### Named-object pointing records
+ + +

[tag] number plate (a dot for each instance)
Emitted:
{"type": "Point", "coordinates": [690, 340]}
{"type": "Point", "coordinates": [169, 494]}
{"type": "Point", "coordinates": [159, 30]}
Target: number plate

+ + +

### THE TASK
Duplicate the entries above line for line, without any alteration.

### ANSWER TO THE EXERCISE
[tag] number plate (a dot for each instance)
Emitted:
{"type": "Point", "coordinates": [690, 340]}
{"type": "Point", "coordinates": [169, 494]}
{"type": "Point", "coordinates": [159, 30]}
Target: number plate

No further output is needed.